* [EXERCISE GOAL]:
A faithful copy is required of the lines from the top of the entries through the line that contains "Where can the parked", both included, with no pictures.
+ + + + +
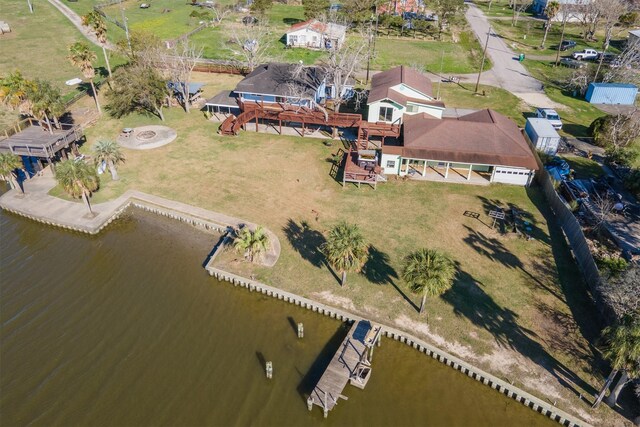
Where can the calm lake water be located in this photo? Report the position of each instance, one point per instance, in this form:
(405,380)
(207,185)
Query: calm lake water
(127,329)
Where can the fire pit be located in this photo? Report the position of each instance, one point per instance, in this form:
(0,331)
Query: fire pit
(147,137)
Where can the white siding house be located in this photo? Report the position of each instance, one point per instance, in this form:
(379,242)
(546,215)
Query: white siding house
(316,35)
(401,91)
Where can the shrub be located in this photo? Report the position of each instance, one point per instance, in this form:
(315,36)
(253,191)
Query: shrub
(614,265)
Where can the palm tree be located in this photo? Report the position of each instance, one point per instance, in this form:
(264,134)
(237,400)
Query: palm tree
(108,151)
(8,164)
(429,272)
(13,90)
(551,11)
(252,243)
(345,249)
(622,350)
(81,56)
(99,27)
(78,179)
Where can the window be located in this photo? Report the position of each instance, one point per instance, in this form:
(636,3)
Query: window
(386,114)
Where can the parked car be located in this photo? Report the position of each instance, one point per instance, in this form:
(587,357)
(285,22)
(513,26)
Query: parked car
(567,44)
(572,63)
(551,115)
(606,57)
(585,54)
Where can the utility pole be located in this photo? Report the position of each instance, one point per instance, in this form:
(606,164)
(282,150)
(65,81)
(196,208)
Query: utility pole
(126,28)
(564,24)
(440,82)
(484,55)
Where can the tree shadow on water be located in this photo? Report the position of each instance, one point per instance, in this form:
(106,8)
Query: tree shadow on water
(307,242)
(469,300)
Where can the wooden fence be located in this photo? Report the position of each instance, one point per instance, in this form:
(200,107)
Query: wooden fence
(578,243)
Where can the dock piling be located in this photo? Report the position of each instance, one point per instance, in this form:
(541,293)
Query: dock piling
(269,369)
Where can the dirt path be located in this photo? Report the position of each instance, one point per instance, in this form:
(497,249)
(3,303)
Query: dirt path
(77,21)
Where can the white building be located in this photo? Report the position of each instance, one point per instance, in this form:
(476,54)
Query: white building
(316,35)
(481,147)
(400,91)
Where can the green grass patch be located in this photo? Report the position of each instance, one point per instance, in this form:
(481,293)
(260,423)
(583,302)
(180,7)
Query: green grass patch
(38,45)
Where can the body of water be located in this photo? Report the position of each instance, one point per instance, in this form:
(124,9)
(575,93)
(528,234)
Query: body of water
(127,329)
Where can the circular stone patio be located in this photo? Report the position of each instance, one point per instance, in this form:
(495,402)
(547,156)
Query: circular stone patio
(147,137)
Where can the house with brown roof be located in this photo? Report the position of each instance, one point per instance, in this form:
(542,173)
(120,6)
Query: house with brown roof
(398,92)
(316,35)
(479,147)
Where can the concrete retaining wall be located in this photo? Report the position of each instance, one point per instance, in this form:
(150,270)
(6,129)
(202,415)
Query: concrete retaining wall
(503,387)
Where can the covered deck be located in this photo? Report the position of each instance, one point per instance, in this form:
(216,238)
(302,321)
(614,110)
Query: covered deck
(222,105)
(361,167)
(35,140)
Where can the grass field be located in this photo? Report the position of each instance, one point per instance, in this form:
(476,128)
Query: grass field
(32,48)
(517,308)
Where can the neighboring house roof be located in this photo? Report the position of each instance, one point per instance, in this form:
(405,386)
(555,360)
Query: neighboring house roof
(283,80)
(382,84)
(225,98)
(484,137)
(330,29)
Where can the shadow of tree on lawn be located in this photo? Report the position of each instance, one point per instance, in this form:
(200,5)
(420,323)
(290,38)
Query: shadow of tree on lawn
(307,242)
(469,300)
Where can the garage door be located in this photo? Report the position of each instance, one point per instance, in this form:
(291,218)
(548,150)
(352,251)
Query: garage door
(511,176)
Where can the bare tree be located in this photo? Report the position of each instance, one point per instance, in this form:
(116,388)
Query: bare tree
(251,43)
(589,18)
(179,61)
(566,12)
(610,12)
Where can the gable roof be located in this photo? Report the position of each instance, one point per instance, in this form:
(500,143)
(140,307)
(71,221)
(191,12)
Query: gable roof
(382,83)
(281,79)
(483,137)
(329,28)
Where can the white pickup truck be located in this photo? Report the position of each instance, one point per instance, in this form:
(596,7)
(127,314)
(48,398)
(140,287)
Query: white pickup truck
(585,54)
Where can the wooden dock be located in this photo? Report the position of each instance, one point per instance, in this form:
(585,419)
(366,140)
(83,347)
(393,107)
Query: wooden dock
(351,363)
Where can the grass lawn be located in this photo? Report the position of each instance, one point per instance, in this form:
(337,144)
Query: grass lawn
(31,47)
(517,308)
(460,58)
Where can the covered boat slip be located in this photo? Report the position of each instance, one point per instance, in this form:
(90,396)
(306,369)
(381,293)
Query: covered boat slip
(34,140)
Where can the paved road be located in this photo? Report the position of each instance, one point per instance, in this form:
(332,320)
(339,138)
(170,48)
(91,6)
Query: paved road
(507,72)
(77,21)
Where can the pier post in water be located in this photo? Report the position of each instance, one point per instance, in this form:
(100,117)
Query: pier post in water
(269,369)
(310,403)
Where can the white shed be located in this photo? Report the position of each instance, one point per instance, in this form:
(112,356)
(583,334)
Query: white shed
(542,135)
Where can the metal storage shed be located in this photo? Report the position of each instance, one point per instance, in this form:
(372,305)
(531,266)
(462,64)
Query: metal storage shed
(611,93)
(542,135)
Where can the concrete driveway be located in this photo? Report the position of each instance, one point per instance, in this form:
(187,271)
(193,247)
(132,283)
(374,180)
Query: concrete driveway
(507,72)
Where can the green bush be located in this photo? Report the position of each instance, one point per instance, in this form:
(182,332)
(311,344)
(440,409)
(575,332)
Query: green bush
(632,182)
(614,265)
(620,156)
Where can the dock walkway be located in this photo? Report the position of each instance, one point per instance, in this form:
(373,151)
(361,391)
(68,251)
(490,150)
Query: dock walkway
(350,363)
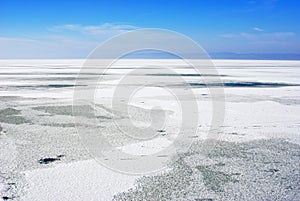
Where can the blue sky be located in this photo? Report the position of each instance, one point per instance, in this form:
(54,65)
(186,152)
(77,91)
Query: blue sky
(65,29)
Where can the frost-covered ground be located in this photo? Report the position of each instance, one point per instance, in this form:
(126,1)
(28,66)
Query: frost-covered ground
(255,157)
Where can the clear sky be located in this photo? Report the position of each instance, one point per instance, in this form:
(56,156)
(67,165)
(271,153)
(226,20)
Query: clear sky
(71,29)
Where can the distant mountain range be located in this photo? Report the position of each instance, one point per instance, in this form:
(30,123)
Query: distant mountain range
(256,56)
(217,55)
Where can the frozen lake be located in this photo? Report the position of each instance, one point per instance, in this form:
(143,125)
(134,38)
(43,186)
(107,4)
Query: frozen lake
(256,154)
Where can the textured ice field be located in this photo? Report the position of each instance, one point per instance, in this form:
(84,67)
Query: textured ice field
(256,154)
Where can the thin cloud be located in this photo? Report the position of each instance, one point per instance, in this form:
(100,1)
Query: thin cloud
(257,29)
(102,29)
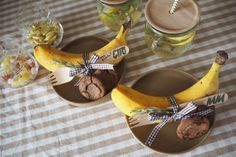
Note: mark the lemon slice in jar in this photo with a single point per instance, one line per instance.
(111, 18)
(186, 39)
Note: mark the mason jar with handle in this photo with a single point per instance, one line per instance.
(170, 34)
(113, 13)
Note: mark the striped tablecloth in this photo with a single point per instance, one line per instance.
(36, 122)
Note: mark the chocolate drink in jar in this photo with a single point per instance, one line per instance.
(170, 34)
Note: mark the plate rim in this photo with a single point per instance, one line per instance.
(160, 152)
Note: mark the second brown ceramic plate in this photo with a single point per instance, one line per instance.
(164, 82)
(70, 93)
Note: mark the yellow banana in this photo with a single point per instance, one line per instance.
(52, 58)
(127, 99)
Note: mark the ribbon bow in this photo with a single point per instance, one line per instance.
(88, 65)
(183, 114)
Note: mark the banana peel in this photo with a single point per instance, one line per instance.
(127, 99)
(52, 59)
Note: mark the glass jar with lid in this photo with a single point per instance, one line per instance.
(113, 13)
(170, 35)
(37, 24)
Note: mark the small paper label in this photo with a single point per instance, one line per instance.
(115, 54)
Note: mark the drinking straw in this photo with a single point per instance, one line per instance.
(174, 6)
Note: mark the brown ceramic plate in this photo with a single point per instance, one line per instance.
(68, 92)
(165, 82)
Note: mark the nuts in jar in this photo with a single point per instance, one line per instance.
(18, 70)
(44, 33)
(113, 13)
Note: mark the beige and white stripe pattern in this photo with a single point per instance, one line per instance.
(35, 122)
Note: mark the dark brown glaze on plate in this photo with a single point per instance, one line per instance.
(166, 82)
(70, 93)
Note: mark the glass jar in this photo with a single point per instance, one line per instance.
(38, 25)
(17, 67)
(114, 13)
(168, 45)
(170, 35)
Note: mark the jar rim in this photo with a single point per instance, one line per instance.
(168, 26)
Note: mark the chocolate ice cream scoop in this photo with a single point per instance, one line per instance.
(191, 128)
(98, 84)
(92, 87)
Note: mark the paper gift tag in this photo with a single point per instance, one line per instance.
(114, 54)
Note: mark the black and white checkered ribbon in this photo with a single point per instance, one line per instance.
(163, 116)
(88, 65)
(178, 115)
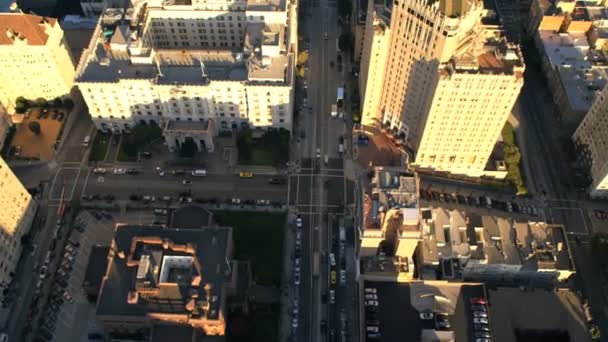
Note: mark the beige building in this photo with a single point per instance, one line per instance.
(17, 210)
(376, 41)
(592, 134)
(228, 62)
(433, 69)
(167, 276)
(472, 101)
(34, 58)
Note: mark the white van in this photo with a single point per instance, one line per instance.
(199, 173)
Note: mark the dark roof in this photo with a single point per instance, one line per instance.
(212, 247)
(98, 263)
(191, 217)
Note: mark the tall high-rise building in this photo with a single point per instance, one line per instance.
(412, 81)
(592, 138)
(472, 101)
(192, 66)
(34, 58)
(17, 210)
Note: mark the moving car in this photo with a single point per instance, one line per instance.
(332, 277)
(480, 320)
(246, 174)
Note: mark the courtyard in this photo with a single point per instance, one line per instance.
(28, 145)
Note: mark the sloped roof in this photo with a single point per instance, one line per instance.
(26, 26)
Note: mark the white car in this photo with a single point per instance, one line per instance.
(426, 315)
(480, 314)
(372, 329)
(480, 320)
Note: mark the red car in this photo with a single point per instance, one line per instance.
(478, 300)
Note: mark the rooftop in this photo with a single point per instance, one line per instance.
(96, 268)
(480, 241)
(401, 305)
(167, 271)
(535, 315)
(26, 28)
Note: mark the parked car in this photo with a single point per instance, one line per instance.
(478, 300)
(480, 320)
(246, 174)
(426, 315)
(480, 314)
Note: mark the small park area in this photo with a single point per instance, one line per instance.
(271, 148)
(258, 237)
(133, 142)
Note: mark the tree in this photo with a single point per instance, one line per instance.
(57, 102)
(41, 102)
(345, 42)
(244, 144)
(68, 104)
(599, 249)
(34, 126)
(345, 7)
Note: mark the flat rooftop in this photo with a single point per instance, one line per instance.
(486, 240)
(163, 249)
(400, 305)
(537, 315)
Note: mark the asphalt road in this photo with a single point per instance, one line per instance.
(213, 186)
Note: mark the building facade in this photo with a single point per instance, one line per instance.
(472, 102)
(17, 211)
(443, 66)
(228, 62)
(34, 58)
(592, 135)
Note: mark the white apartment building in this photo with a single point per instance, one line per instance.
(472, 102)
(34, 58)
(17, 210)
(230, 63)
(593, 134)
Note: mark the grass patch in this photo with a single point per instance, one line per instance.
(100, 146)
(140, 136)
(258, 237)
(6, 147)
(513, 158)
(272, 148)
(261, 324)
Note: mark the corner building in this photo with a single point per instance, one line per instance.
(35, 61)
(432, 49)
(215, 65)
(17, 211)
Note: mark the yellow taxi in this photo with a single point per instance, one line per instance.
(246, 174)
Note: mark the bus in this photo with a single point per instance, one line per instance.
(315, 264)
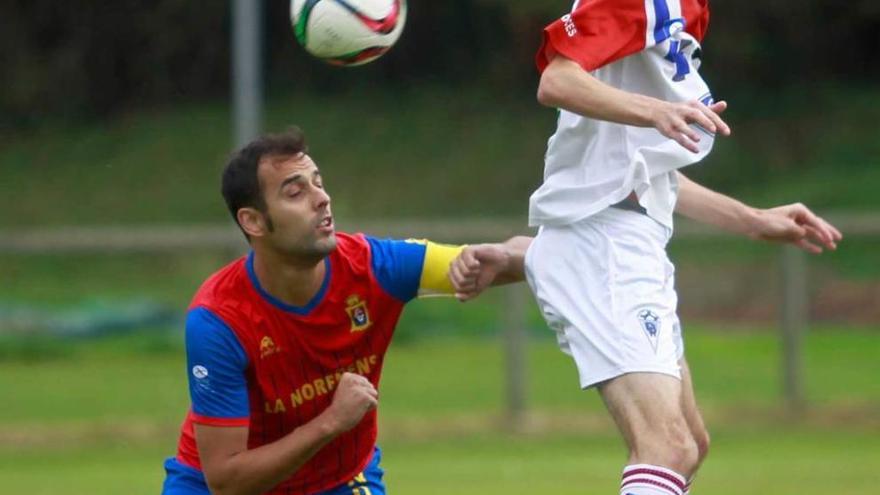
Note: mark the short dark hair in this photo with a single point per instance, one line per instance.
(241, 185)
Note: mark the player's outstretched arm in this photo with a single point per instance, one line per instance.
(564, 84)
(794, 223)
(481, 265)
(231, 469)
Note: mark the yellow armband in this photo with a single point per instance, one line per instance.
(435, 269)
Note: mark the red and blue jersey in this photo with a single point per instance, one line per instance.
(255, 361)
(599, 32)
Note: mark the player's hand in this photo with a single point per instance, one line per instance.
(476, 268)
(674, 120)
(796, 224)
(354, 397)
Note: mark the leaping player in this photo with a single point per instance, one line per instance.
(634, 110)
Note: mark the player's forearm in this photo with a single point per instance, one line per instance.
(707, 206)
(564, 84)
(516, 248)
(255, 471)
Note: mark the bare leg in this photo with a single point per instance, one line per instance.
(647, 408)
(692, 414)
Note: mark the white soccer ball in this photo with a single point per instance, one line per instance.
(347, 32)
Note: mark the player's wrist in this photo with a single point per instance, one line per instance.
(751, 220)
(328, 425)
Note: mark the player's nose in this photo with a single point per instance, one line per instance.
(321, 198)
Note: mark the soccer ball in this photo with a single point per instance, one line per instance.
(347, 32)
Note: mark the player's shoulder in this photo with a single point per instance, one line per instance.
(352, 252)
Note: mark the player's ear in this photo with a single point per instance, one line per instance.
(252, 221)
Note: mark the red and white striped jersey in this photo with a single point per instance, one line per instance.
(649, 47)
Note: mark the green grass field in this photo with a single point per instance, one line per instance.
(100, 418)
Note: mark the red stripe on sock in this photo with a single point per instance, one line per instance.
(653, 472)
(649, 481)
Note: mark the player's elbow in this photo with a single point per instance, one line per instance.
(552, 88)
(221, 483)
(548, 89)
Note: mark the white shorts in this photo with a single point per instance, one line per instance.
(607, 288)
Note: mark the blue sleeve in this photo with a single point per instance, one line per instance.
(397, 266)
(216, 365)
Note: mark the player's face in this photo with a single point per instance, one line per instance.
(297, 207)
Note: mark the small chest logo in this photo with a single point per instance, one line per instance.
(200, 372)
(568, 24)
(268, 347)
(651, 325)
(357, 313)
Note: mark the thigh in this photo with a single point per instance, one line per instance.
(607, 291)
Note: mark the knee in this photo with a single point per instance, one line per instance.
(684, 454)
(673, 447)
(703, 441)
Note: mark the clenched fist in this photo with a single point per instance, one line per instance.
(354, 397)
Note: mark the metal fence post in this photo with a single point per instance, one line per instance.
(793, 320)
(247, 70)
(514, 318)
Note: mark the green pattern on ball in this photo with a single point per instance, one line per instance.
(300, 29)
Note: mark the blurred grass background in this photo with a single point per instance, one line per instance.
(99, 416)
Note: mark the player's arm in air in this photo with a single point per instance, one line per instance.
(423, 268)
(220, 410)
(793, 223)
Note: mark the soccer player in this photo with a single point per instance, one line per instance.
(633, 111)
(285, 346)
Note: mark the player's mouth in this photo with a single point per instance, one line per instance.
(325, 226)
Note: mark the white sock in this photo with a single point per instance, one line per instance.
(646, 479)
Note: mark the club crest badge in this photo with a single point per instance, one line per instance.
+ + + + +
* [SOLUTION TO THIS PROBLEM]:
Where can the calm lake water be located in this photo? Report the position of each instance, one point per instance, in this form:
(405,380)
(207,185)
Query: calm lake water
(127,329)
Where can the fire pit be located in this photo? Report the position of each instance, one point per instance, in this form:
(0,331)
Query: fire pit
(147,137)
Where can the white siding house be located in this photo? Report the position of each instance, one point per instance, in this form:
(379,242)
(546,215)
Query: white siding house
(316,35)
(401,91)
Where can the shrub be located in this photo? Report the position of each instance, one point per instance, in this form:
(315,36)
(253,191)
Query: shrub
(614,265)
Where can the palm tree be located in this photo? Report the position of each instance, one point per instance, in this form:
(264,134)
(237,400)
Query: palm tree
(108,151)
(8,164)
(429,272)
(13,90)
(551,11)
(252,243)
(345,249)
(622,350)
(81,56)
(99,27)
(78,179)
Where can the window be located in this photo? Report the position of each instance, one point per instance, in this form:
(636,3)
Query: window
(386,114)
Where can the parked car be located in this photo? Report the position of each instance, one point per instance, in this form:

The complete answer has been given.